* [Task directions]: Each entry below needs to be copied exactly, with nothing dropped.

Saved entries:
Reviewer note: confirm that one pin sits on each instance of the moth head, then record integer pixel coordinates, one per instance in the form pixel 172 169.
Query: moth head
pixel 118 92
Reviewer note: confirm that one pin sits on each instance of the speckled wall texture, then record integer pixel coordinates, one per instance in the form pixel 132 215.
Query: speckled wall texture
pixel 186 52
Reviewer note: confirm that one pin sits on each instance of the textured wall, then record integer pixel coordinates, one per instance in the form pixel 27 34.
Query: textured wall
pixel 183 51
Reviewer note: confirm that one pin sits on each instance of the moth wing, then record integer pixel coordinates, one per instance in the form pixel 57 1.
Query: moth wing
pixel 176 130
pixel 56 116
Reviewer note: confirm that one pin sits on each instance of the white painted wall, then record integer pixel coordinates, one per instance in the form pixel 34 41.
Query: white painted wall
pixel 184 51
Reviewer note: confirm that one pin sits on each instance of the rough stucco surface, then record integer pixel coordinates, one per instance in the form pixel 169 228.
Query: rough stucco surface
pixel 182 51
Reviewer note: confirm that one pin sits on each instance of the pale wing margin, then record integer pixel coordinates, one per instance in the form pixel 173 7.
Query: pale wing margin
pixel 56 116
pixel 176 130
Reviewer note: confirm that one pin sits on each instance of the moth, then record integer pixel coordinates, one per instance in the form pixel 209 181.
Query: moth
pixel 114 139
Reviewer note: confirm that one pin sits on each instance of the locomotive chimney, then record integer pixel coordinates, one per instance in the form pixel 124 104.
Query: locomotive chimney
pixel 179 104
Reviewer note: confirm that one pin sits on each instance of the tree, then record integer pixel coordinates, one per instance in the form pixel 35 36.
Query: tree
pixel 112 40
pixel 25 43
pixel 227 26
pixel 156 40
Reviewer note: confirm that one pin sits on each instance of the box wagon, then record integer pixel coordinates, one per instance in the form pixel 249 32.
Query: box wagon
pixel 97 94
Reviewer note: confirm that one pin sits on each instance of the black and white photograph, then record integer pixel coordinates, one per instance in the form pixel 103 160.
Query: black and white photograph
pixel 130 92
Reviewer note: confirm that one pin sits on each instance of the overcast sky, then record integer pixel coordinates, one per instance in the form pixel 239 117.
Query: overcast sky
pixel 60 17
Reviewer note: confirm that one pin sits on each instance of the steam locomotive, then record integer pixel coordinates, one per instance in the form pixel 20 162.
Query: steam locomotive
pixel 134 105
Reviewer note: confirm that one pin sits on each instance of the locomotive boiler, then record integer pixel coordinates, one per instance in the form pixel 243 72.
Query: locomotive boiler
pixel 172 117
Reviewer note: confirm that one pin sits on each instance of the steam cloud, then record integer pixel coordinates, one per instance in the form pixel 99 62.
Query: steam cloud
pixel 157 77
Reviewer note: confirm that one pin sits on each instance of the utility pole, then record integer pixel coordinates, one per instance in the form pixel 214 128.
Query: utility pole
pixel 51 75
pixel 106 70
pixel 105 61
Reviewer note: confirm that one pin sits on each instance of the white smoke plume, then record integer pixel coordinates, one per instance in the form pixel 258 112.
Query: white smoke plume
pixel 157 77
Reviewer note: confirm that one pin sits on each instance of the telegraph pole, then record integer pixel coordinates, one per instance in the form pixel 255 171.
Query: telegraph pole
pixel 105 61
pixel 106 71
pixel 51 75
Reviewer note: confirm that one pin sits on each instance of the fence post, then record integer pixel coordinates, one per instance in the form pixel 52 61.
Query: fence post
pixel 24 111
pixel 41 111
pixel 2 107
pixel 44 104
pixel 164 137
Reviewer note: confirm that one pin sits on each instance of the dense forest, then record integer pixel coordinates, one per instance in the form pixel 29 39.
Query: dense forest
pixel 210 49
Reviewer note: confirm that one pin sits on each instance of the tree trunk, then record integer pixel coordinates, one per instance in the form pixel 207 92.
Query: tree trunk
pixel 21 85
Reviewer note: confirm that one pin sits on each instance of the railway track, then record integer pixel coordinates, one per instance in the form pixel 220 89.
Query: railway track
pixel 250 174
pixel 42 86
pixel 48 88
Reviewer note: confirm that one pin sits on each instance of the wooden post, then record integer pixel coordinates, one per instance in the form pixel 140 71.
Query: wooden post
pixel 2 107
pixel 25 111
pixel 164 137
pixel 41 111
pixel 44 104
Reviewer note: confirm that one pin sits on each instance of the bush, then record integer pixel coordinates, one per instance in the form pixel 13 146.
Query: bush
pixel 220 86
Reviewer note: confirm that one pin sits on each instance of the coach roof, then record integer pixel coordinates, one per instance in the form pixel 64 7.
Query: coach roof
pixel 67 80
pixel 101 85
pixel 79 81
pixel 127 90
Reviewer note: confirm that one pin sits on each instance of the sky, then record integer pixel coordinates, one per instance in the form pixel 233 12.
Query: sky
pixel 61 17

* [Your response]:
Reviewer note: confirm that one pin sits on each instance of the moth head, then record integer pixel coordinates, one per instance in the form pixel 172 169.
Query: moth head
pixel 118 92
Reviewer note: confirm that one pin sits on each instance of the speckled wall texture, then record integer pixel coordinates, one per instance in the form pixel 132 215.
Query: speckled wall texture
pixel 186 52
Reviewer note: confirm that one pin sits on each instance of the textured wall, then record integer pixel coordinates, one per instance in the form pixel 27 34.
Query: textured wall
pixel 183 51
Reviewer note: confirm that one pin sits on each instance of the moth wing, then record integer pixel coordinates, one per instance in the form pixel 57 1.
Query: moth wing
pixel 176 130
pixel 56 116
Reviewer note: confirm that one pin sits on each instance of the white painted wall, then record integer pixel coordinates, one per instance in the form pixel 34 41.
Query: white painted wall
pixel 184 51
Reviewer note: confirm that one pin sits on each instance of the rough stucco surface, then record integer pixel coordinates, one per instance in the form pixel 169 228.
Query: rough stucco surface
pixel 182 51
Reviewer note: confirm that one pin sits on each instance of the pale wing margin, then record integer pixel coordinates, one per instance in the form pixel 173 7.
Query: pale wing margin
pixel 56 116
pixel 176 130
Reviewer note: confirm that one pin sits on each instance of the moth, then record integer pixel coordinates, one per instance in the form pixel 209 181.
Query: moth
pixel 114 139
Reviewer note: confirm that one pin sits on each instance of the locomotive chimney, then record integer pixel coordinates, one per instance in the form pixel 124 104.
Query: locomotive chimney
pixel 179 104
Reviewer note: confirm that one pin sits on each instance of the tree, then record integer pixel coordinates, one per instance in the form pixel 35 36.
Query: tree
pixel 112 40
pixel 25 43
pixel 227 26
pixel 156 40
Reviewer note: confirm that one pin sits on each instance of the box wagon, then record integer pixel coordinates, one per instance in the form pixel 249 32.
Query: box wagon
pixel 97 94
Reviewer note: confirm that one pin sits on each instance of the black and white photograph, then record integer pixel coordinates, one per instance in the form pixel 103 160.
Query: black and white photograph
pixel 130 92
Reviewer note: confirm that one pin sits on each instance of the overcast sky, then record integer pixel coordinates, one per instance in the form pixel 239 117.
Query: overcast sky
pixel 60 17
Reviewer note: confirm that one pin sits on each instance of the steam locomotive, then record integer pixel coordinates, one per instance in the form pixel 20 162.
Query: steam locomotive
pixel 134 105
Reviewer note: confirm that one pin sits on each instance of the locomotive boiler, then record integer pixel coordinates, one per instance in the form pixel 243 72.
Query: locomotive boiler
pixel 172 117
Reviewer note: confirm that one pin sits on each instance of the steam cloud, then record integer pixel coordinates, one per instance in the form pixel 99 62.
Query: steam cloud
pixel 157 77
Reviewer note: confirm that one pin sits on each instance of the utility pole, then record integer pixel coordinates, one per instance in the form pixel 214 128.
Query: utility pole
pixel 51 75
pixel 106 70
pixel 105 61
Reviewer note: confirm that one pin sits on each instance of the white smoke plume, then record integer pixel coordinates, one per instance in the form pixel 258 112.
Query: white smoke plume
pixel 157 77
Reviewer note: confirm that one pin sits on each instance of the telegraph pole, then record integer pixel coordinates, one per instance in the form pixel 255 171.
Query: telegraph pole
pixel 105 61
pixel 106 71
pixel 51 75
Reviewer note: confirm that one pin sits on each instance of the fence post, then record integer pixel coordinates, one per instance in the form pixel 52 61.
Query: fence post
pixel 24 111
pixel 41 111
pixel 2 107
pixel 44 104
pixel 164 137
Reviewer note: confirm that one pin sits on each instance of the dense forest, then record integer pixel coordinates, one per instance in the form pixel 29 39.
Query: dense forest
pixel 210 49
Reviewer note: confirm that one pin sits on each instance of the tree trunk, then record integer pixel coordinates, one per instance in the form pixel 207 92.
Query: tree trunk
pixel 21 85
Reviewer note: confirm that one pin sits on each instance of the railway track, then record integer pixel coordinates, one per instance in the form pixel 220 89.
Query: railway track
pixel 250 174
pixel 42 86
pixel 48 88
Reviewer note: confirm that one pin sits on each instance of the wooden post, then record integer pixel coordinates, one per instance in the form pixel 140 71.
Query: wooden post
pixel 2 107
pixel 25 111
pixel 164 137
pixel 41 111
pixel 44 104
Reviewer note: confirm that one pin sits on each instance of the bush, then record integer pixel coordinates, one per instance in the form pixel 13 146.
Query: bush
pixel 220 86
Reviewer note: confirm that one pin sits on each instance of the coach roof, then record integer pixel coordinates, one per instance in the form pixel 64 7.
Query: coach roof
pixel 67 80
pixel 101 85
pixel 79 81
pixel 127 90
Reviewer note: confirm that one pin sits on each instance of the sky, then record integer pixel coordinates, one per instance in the form pixel 233 12.
Query: sky
pixel 61 17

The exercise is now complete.